TASK MATERIAL →
----

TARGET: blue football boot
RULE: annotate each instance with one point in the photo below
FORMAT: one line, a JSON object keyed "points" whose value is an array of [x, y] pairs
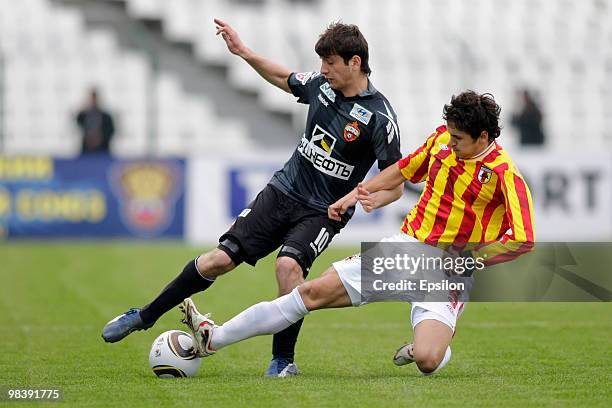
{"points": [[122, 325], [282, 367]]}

----

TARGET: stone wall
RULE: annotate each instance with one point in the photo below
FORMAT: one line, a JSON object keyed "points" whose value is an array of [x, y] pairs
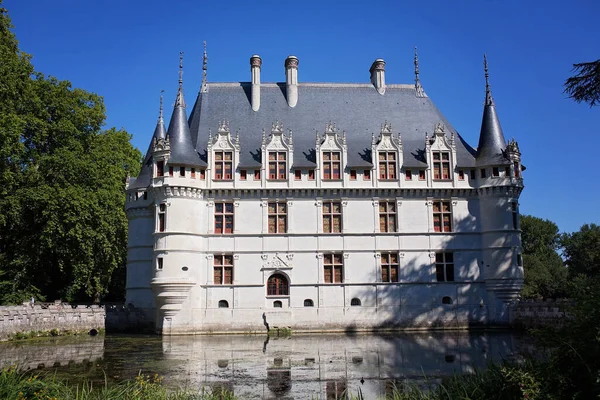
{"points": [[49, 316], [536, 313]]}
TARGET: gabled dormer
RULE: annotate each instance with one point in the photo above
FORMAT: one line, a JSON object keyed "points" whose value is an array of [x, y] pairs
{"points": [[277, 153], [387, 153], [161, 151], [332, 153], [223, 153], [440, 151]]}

----

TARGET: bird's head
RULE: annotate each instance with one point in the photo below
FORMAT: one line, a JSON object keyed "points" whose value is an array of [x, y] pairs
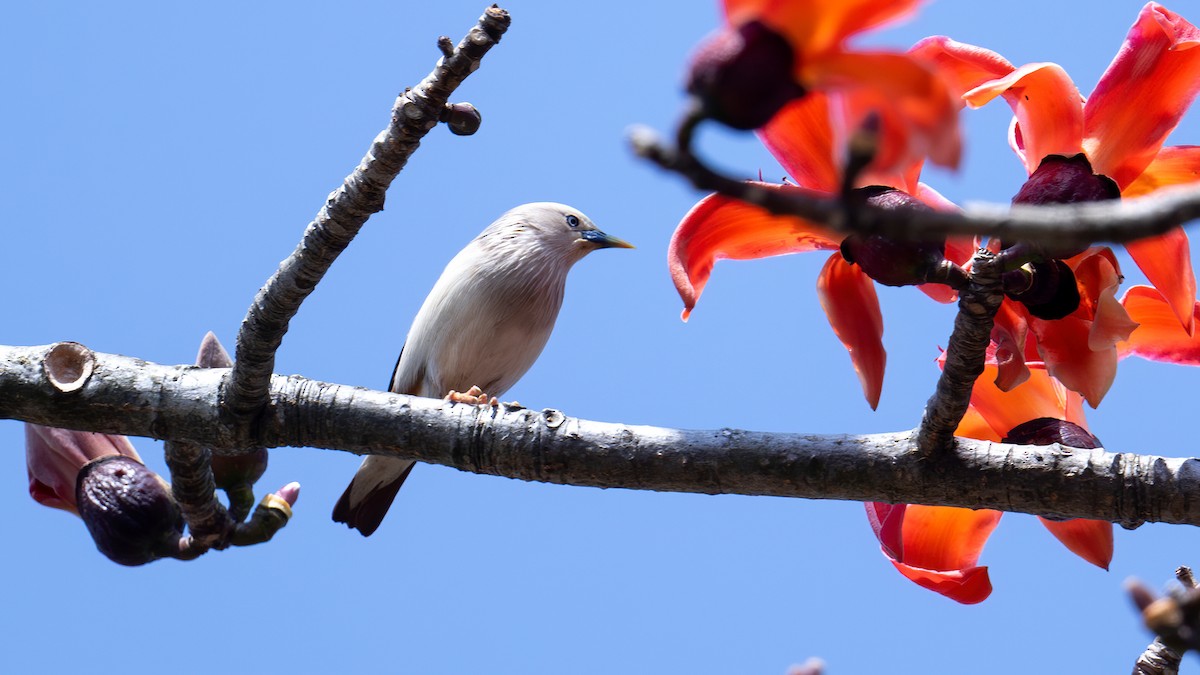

----

WORK TO DO →
Copy out each line of the data above that includes the string "TARGET".

REPLY TO THE EXERCISE →
TARGET: blue football boot
TARGET: stone wall
TARGET: gabled dormer
TARGET: bird's head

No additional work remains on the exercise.